REQUIRED ACTION:
Show only those lines of the entries where the string "mountain" is found.

[DATA Boundary: Start]

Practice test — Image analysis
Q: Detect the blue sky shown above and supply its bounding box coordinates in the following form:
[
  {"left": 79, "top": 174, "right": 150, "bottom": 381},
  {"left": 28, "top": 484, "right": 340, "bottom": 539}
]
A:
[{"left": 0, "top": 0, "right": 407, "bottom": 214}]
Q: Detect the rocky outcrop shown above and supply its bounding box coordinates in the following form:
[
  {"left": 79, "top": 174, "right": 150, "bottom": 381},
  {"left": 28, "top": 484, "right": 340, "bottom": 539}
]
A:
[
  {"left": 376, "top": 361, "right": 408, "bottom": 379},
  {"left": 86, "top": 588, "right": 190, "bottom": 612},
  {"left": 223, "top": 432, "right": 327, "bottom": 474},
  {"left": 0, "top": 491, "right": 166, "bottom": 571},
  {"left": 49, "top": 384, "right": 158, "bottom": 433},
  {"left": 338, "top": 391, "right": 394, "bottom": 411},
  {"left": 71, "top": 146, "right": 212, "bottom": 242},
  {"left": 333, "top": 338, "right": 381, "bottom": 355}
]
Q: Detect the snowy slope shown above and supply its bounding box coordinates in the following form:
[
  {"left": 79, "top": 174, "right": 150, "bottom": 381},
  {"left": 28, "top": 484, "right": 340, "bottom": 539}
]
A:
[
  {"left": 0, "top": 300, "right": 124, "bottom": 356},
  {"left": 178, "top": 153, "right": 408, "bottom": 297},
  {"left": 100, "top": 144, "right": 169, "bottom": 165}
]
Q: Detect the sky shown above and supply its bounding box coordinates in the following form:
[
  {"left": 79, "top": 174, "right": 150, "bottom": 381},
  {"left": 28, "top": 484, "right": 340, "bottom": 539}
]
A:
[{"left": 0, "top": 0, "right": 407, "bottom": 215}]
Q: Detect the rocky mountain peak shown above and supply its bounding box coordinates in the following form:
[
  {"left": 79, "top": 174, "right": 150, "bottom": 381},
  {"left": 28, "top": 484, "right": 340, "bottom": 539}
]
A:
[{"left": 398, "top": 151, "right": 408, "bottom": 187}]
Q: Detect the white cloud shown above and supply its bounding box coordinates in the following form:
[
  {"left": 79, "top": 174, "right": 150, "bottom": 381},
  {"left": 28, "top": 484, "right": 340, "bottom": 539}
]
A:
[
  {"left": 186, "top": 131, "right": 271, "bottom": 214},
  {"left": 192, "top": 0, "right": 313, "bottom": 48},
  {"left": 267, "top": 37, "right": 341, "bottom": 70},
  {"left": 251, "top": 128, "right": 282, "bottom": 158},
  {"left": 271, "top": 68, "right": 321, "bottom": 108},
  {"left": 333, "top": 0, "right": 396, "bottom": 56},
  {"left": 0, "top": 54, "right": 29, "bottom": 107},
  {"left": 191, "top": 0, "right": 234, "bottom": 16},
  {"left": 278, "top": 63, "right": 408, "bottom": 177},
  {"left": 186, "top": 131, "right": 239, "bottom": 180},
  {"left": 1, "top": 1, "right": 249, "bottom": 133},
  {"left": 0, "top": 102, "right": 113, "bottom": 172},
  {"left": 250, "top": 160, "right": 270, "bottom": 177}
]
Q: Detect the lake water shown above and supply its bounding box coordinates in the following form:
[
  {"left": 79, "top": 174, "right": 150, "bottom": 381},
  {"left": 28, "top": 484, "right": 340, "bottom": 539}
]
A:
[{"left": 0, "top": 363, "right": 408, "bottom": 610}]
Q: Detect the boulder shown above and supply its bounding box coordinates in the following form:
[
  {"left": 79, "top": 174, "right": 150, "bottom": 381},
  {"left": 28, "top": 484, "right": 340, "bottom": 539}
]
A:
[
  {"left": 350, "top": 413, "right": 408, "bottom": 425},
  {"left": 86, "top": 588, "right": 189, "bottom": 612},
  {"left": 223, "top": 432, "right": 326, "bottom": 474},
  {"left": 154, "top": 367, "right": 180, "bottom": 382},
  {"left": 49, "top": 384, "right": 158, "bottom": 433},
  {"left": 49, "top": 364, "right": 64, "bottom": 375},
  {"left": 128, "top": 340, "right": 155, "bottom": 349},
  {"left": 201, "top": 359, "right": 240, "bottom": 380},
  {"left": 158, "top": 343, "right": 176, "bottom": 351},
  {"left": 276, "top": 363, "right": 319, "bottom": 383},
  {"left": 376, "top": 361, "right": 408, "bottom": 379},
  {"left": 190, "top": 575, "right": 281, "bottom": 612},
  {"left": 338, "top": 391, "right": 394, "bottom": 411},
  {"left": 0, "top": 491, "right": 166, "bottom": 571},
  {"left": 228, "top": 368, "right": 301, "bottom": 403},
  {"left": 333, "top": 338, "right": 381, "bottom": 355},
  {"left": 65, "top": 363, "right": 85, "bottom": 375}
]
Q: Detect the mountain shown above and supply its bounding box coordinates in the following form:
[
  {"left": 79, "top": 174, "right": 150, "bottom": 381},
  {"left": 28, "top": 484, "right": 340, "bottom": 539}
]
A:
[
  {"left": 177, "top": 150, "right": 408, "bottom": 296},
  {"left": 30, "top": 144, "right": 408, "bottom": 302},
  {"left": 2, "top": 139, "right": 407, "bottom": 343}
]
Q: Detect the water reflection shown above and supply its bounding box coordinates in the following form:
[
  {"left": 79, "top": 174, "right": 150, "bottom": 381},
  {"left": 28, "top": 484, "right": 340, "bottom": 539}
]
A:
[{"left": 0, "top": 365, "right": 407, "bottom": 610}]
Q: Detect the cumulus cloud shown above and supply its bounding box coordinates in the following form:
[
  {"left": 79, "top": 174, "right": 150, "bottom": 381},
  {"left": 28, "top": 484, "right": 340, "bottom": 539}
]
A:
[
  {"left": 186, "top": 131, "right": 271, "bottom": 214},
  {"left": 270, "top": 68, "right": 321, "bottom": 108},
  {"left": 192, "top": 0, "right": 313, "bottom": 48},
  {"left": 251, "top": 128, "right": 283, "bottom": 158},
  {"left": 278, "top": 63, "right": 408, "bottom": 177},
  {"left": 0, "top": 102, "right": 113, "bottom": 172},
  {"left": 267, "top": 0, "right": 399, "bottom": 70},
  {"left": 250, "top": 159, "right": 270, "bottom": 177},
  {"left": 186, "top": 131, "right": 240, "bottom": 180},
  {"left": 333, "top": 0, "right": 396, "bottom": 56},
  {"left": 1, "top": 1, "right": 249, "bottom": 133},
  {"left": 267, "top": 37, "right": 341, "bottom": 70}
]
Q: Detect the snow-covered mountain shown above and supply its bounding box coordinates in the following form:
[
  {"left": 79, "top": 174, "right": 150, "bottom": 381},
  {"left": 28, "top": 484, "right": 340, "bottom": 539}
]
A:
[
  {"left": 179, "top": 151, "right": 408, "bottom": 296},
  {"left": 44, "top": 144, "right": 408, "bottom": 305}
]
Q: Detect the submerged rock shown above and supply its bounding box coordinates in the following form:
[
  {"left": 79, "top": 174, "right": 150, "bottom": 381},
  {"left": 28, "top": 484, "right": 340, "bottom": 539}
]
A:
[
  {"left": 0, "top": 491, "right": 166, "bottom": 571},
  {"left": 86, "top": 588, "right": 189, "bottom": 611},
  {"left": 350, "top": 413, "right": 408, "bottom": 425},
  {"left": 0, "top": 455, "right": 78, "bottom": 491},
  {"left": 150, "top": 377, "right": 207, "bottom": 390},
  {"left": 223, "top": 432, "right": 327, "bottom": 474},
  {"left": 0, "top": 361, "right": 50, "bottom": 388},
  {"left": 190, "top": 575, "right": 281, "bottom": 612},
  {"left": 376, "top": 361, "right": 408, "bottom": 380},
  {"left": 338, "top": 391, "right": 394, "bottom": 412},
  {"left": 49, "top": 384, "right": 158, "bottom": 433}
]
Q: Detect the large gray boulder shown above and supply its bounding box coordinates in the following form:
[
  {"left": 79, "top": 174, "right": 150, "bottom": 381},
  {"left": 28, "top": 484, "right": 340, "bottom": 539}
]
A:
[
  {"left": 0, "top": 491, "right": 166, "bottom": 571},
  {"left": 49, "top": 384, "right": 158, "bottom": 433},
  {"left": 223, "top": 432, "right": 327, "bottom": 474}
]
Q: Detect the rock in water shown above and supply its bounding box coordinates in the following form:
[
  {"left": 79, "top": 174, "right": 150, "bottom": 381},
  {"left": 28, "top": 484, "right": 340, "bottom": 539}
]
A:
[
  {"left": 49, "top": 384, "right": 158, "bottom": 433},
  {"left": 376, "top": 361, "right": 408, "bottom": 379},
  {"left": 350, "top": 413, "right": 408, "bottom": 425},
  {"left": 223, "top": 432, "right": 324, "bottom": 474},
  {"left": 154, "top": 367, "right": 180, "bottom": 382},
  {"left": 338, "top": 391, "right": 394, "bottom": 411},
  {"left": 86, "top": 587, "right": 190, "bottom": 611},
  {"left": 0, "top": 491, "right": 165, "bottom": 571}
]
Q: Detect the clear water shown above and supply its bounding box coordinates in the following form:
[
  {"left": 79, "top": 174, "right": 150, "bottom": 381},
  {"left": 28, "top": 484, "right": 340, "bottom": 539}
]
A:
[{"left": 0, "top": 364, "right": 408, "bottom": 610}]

[DATA Boundary: End]
[DATA Boundary: Start]

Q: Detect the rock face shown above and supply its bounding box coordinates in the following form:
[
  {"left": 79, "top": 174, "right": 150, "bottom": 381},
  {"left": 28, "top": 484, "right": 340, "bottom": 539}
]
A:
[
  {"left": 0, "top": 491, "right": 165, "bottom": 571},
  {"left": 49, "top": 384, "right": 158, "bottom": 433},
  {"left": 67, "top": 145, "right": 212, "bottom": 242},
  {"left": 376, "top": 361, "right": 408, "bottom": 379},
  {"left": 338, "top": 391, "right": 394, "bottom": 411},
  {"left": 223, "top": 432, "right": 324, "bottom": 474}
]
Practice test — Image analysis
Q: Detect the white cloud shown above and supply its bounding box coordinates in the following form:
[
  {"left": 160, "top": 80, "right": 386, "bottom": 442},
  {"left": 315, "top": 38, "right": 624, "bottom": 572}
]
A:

[DATA Boundary: End]

WRITTEN RESPONSE:
Q: Detect the rocky mountain peak shown above and supply its bounding box coordinates in the following form:
Q: Detect the mountain shown above and supply its bounding box coordinates in the following form:
Q: Detect the snow-covered mountain shown above and supply its bounding box coordinates in the following form:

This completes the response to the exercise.